Exercise prompt
Could the data underneath be repeated exactly, in full?

[[ Given information open ]]

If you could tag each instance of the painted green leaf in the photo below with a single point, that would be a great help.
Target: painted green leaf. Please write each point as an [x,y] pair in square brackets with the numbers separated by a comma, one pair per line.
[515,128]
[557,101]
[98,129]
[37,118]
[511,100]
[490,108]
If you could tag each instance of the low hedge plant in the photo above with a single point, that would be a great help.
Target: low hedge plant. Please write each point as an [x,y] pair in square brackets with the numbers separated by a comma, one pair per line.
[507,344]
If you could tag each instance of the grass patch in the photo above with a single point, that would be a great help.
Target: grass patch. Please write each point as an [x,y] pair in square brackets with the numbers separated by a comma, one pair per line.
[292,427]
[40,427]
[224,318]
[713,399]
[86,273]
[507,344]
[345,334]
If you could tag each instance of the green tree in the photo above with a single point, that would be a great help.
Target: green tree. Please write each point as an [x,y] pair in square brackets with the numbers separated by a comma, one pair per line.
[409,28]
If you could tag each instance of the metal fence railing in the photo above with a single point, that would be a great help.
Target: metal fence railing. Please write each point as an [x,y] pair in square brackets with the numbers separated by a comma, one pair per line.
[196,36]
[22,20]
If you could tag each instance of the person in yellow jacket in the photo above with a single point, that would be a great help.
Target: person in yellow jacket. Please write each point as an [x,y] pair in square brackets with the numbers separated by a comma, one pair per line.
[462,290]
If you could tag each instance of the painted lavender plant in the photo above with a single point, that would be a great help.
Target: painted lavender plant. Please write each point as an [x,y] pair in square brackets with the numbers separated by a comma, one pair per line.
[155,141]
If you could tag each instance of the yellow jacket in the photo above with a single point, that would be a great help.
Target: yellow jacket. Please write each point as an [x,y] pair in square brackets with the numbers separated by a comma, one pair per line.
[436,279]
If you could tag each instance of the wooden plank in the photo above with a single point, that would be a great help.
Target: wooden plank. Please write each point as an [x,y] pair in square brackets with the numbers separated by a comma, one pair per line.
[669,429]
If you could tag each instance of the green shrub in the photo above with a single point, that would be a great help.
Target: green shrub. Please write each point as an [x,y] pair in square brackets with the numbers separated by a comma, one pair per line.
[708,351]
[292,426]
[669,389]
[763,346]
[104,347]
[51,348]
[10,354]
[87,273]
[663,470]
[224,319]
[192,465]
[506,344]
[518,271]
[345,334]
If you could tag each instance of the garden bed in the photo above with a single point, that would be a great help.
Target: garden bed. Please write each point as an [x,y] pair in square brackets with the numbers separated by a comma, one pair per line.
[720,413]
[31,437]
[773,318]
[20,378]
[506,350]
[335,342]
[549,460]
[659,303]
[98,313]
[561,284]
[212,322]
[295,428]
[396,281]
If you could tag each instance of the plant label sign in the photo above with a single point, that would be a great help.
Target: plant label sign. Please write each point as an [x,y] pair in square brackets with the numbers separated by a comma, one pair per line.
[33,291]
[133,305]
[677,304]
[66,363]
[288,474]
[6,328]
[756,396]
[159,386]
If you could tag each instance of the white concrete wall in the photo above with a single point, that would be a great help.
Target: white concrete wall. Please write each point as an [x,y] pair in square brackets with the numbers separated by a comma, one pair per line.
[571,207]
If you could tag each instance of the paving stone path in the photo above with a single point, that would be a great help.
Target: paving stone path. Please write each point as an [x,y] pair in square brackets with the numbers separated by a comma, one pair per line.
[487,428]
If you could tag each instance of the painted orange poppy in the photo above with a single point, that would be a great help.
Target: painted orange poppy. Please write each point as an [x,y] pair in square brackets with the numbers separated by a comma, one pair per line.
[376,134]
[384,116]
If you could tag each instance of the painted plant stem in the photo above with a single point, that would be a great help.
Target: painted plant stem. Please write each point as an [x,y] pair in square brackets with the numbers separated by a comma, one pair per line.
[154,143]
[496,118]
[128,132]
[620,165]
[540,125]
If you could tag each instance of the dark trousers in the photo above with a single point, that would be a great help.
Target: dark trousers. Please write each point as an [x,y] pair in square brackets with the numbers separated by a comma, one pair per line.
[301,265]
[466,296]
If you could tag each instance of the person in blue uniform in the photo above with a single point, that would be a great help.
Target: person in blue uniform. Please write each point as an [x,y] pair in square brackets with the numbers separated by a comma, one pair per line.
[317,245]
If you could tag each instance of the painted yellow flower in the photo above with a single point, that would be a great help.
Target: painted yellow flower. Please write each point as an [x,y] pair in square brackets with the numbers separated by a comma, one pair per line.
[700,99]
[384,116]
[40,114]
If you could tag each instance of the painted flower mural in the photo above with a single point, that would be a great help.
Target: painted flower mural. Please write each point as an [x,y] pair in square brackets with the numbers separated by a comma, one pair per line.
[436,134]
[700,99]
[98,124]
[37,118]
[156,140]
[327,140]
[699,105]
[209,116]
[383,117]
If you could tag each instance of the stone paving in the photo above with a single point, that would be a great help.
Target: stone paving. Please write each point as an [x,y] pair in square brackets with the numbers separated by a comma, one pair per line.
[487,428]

[[ Given information closed ]]

Exercise answer
If you could tag each instance of the painted green leaf in the photo below with a single point, that would be a great help.
Target: painted green leaf. Please write each point as an [x,y] pair in square brackets with the numbers separated by a comma, one pair per line.
[515,128]
[557,101]
[98,129]
[37,118]
[511,100]
[490,108]
If you could tag each instance of the low hedge plant in the photo above with a single point, that would be a great help.
Target: low hedge plant. Please write each point as an [x,y] pair in square brackets with the numbers separated by a comma, one pair per line.
[507,344]
If you could tag each instance of the grass patch in the photo above with a single point, that would be a great help.
Target: grass patch. Please write each point as an [x,y] pair in square brackets with the numbers separated by a comma, one pair per line.
[292,427]
[40,427]
[224,318]
[713,399]
[86,273]
[507,344]
[345,334]
If you could tag each instance of the green tree in the photo above with a single point, that would be a great help.
Target: green tree. Please write each point as an [x,y] pair in square brackets with the numbers separated by a comma, one pair per line.
[409,28]
If you could tag each instance of the metal fence railing in the photo above with a single point, that would be a great help.
Target: metal fence railing. Please write each point as an [x,y] pair in square brackets with the numbers separated by a comma, one pair per line.
[196,36]
[22,20]
If you could tag each instance of the person in yellow jacket in the photo above with a single point, that would be a great help.
Target: person in yellow jacket. Please write each point as an [x,y] pair in square brackets with the numbers separated by a comma, one pair per line.
[462,290]
If you could tag each instance of the painted lavender plant in the photo above with a single point, that would be a great help.
Target: painted lavender plant. Please write each point as an [x,y] pair in square brackets with the numbers separated by a comma, one pair per line.
[155,141]
If you could tag each instance of the yellow jacket in the photo above with a single point, that would be a great help.
Target: yellow jacket. Please write each point as an [x,y] pair in square brackets with the numbers separated by a comma, one pair per line.
[436,279]
If you could tag each instance of the wooden plank in the photo above with a single point, that would be a great help.
Target: wooden plank. Please write each point as an [x,y] pair in square brackets with the numbers separated by a comma, one pair per line.
[669,429]
If you could tag each instance of the green shrub in the photo above with a single point, that would be a great help.
Target: green shrub. Please write each point as an [x,y] pair in square brackets with the numbers separated by a comma, one pair per line.
[708,351]
[292,426]
[669,389]
[763,346]
[104,347]
[51,348]
[10,354]
[87,273]
[663,470]
[224,319]
[192,465]
[506,344]
[518,271]
[345,334]
If you could tag each instance of the garden bed in the photo above with a single point, that would be a great help.
Target: garden bed. Please write each point as an [x,y] pair in square brackets with the numbers separated by a comma, one pair per line.
[720,413]
[31,437]
[773,318]
[20,378]
[506,350]
[335,342]
[549,460]
[659,303]
[98,313]
[561,284]
[212,322]
[295,428]
[396,281]
If you could tag each instance of the plant label sign in the photo above with a single point, that would be a great help.
Target: plant label sign. Please write each point as an [x,y] pair in square brackets with the numbers separated by a comma, one pair per line.
[33,291]
[133,305]
[677,304]
[66,363]
[288,474]
[6,328]
[756,396]
[159,386]
If you could tag each instance of the white concrete wall in the photo above with a single point, that would be a great help.
Target: white concrete wall. Please write each point as an [x,y] pair in square brackets with the numbers separated by a comma, one pair per line.
[571,207]
If you could tag each instance of the paving stone path in the photo above with a single point, that would be a great help.
Target: paving stone path. Please write each point as an [x,y] pair in square brackets with the numbers separated by a comma, one pair per line.
[487,428]
If you could tag each instance of the painted orange poppy in the photo above with a single point, that would be a great help.
Target: painted orange poppy. Please write each point as an [x,y] pair in square brackets with the numbers separated by a comma, one pair per line.
[376,134]
[384,116]
If you could tag each instance of the painted plant stem in the photo above with a single point, that would be a great help.
Target: painted plant stem. Please write each point as an [x,y] pair in square brackets with the numbers separated by a comma, one pair per line.
[154,143]
[496,118]
[128,132]
[620,165]
[540,125]
If you could tag each instance of the dark trousers in the photo above with a single point, that would be a great help.
Target: dark trousers. Please write each point as an [x,y] pair in square brackets with the numbers separated by a comma, one pair per line.
[301,265]
[466,296]
If you could tag each instance of the person in blue uniform in the photo above with a single point, that would be a great help.
Target: person in blue uniform. Please write each point as an [x,y] pair in square brackets with the numbers separated by a comma, one pair per line.
[317,245]
If you could tag each instance of the painted yellow flower in the photo above with a single point, that would be a great help.
Target: painted yellow flower. Please write each point as an [x,y] pair in square brackets with the numbers separated by a comma, one pair per line.
[700,99]
[384,116]
[40,114]
If you could tag each instance of the painted flower mural in the photo above with a single point, that would be a great help.
Target: painted flower mural. Please write each point as an [x,y] pair in square brackets with the numbers separated by a comma, one pair per line.
[436,134]
[700,99]
[98,124]
[37,118]
[156,140]
[327,140]
[699,105]
[209,116]
[383,117]
If you could tag each instance of the stone paving in the photo above with a single point, that would be a great help.
Target: stone paving. Please write each point as an [x,y] pair in square brackets with the numbers separated by a comma, one pair per line.
[487,428]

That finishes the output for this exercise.